- _Your goal_: Omit any picture, and return the remaining data exactly as written.

──────────

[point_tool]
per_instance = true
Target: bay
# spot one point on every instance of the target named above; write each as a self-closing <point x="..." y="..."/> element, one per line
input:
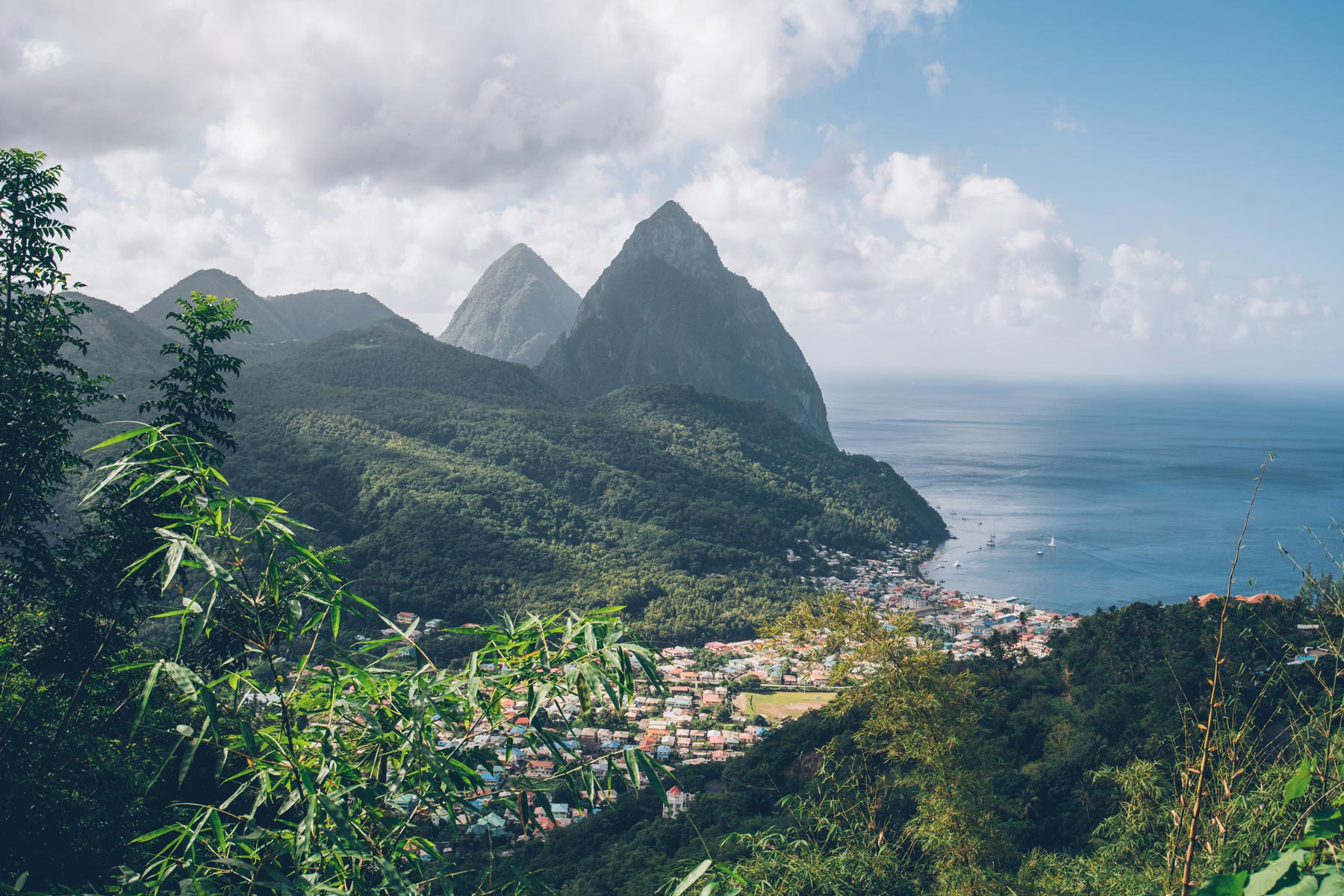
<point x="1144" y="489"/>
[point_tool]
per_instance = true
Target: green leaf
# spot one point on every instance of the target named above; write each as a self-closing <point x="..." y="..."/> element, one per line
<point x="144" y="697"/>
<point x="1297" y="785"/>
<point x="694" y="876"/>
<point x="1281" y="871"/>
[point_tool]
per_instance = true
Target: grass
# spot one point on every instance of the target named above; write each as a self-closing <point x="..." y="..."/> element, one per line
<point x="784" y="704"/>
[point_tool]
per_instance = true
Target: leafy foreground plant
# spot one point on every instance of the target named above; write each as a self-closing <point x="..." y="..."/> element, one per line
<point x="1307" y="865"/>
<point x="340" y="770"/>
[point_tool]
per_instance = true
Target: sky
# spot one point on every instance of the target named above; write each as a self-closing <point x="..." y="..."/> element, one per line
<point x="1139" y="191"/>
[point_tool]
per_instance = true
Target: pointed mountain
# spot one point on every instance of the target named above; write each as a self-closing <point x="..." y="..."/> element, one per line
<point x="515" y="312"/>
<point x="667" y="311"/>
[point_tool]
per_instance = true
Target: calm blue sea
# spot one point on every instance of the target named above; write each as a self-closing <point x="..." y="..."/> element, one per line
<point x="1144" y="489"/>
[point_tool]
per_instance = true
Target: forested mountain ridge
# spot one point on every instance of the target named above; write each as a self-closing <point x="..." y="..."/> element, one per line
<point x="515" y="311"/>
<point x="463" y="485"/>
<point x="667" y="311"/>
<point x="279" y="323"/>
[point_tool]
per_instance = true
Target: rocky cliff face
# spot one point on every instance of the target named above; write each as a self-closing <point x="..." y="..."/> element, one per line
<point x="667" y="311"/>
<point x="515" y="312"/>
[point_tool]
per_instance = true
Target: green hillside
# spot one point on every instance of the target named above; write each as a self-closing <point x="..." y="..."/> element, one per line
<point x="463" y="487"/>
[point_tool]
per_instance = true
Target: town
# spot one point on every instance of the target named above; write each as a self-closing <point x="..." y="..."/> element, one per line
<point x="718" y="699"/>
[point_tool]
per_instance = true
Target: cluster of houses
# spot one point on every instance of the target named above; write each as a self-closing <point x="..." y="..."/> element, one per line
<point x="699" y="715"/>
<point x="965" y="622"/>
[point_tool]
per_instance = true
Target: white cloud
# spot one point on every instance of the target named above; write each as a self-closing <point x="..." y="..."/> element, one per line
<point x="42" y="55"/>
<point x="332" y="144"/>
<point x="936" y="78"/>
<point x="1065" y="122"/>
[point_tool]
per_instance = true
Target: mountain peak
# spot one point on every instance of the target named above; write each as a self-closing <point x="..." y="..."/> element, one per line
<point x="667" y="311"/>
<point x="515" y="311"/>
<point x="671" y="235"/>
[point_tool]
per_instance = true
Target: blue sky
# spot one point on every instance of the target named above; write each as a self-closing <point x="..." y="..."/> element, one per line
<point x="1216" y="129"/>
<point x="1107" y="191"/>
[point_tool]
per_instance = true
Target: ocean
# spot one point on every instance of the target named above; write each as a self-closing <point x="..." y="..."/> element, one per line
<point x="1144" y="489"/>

──────────

- _Response_:
[point_tool]
per_instance = true
Target: bay
# spot one point on every instance of the target named above; write each as a self-closing <point x="..." y="..."/> element, one per line
input:
<point x="1144" y="489"/>
[point_tool]
per_instance = true
Target: green leaf
# spot one point on every instance of the target named above; write each as a self-closing <point x="..." y="..."/> element, one per line
<point x="144" y="697"/>
<point x="1297" y="785"/>
<point x="694" y="876"/>
<point x="1281" y="871"/>
[point_tool]
per_instance = true
Target: grass
# spot one point on every instance of the target named above; write each as a self-closing <point x="..." y="..."/> element, one per line
<point x="784" y="704"/>
[point_tool]
per_instance = true
Target: leafy foreground plant
# spot one point on every instance of the target named above; write each as a self-closing <point x="..." y="..."/> element, one per line
<point x="1307" y="865"/>
<point x="340" y="770"/>
[point_tool]
per_instance = true
Target: sky
# spot one point on every instance of the target named above; write each as a self-closing <point x="..." y="..."/> element, one per line
<point x="1139" y="191"/>
[point_tool]
per_instance = true
Target: pointed mountain
# spot one point on every instance of the target named above; write each as a self-closing <point x="..." y="..."/> element, one per line
<point x="515" y="312"/>
<point x="667" y="311"/>
[point_tool]
per_instance = true
Target: calm blue sea
# spot one point on every instance of the target named above; write each as a self-closing <point x="..." y="..."/> element, one per line
<point x="1144" y="489"/>
[point_tool]
per_instance = true
Target: forested mountain ridge
# spot one point on every instance of the target named above; write each as a self-closing <point x="..." y="..."/> element, one per line
<point x="515" y="311"/>
<point x="463" y="485"/>
<point x="667" y="311"/>
<point x="279" y="323"/>
[point_tool]
per_instance = true
Target: rocky cliff face
# spot one point on every instance of the target named above; write each as a self-closing <point x="..." y="..."/> element, one per line
<point x="667" y="311"/>
<point x="515" y="312"/>
[point_tool]
per_instance = true
Target: green hillside
# spot one point on every instance of the target named above; write each as a self-closing <point x="..." y="..."/> element, one per line
<point x="463" y="487"/>
[point_tool]
per_instance = true
Target: town
# spot one point on every instance of the target named above; write each as a self-closing <point x="..." y="..."/> element, one per line
<point x="718" y="699"/>
[point_tool]
per_instance = true
Target: cluster of houses
# spot one point on every instance of the target named above; write each as a self-closing <point x="..." y="..."/> element, one per line
<point x="699" y="715"/>
<point x="965" y="622"/>
[point_tool]
per_instance = true
Target: white cloud
# spot one point on every instance of the target named above; write each as a self-closing <point x="..." y="..."/> element, one per line
<point x="42" y="55"/>
<point x="332" y="144"/>
<point x="936" y="78"/>
<point x="1065" y="122"/>
[point_tool]
per_instance = true
Target: mountain peak
# spot one point on every instance of the target named above; write each as a self-closing <point x="..." y="..."/> element, one per line
<point x="667" y="311"/>
<point x="515" y="311"/>
<point x="671" y="235"/>
[point_tool]
per_instance = true
Target: blue sky
# spot one point on every instance of the target named above; write each as a self-closing <point x="..." y="..."/> element, one per line
<point x="1216" y="129"/>
<point x="1107" y="191"/>
[point_tool]
per_instance = true
Target: ocean
# spot one point on every instance of the target named above; write each as a self-closing <point x="..." y="..."/> element, one per line
<point x="1144" y="489"/>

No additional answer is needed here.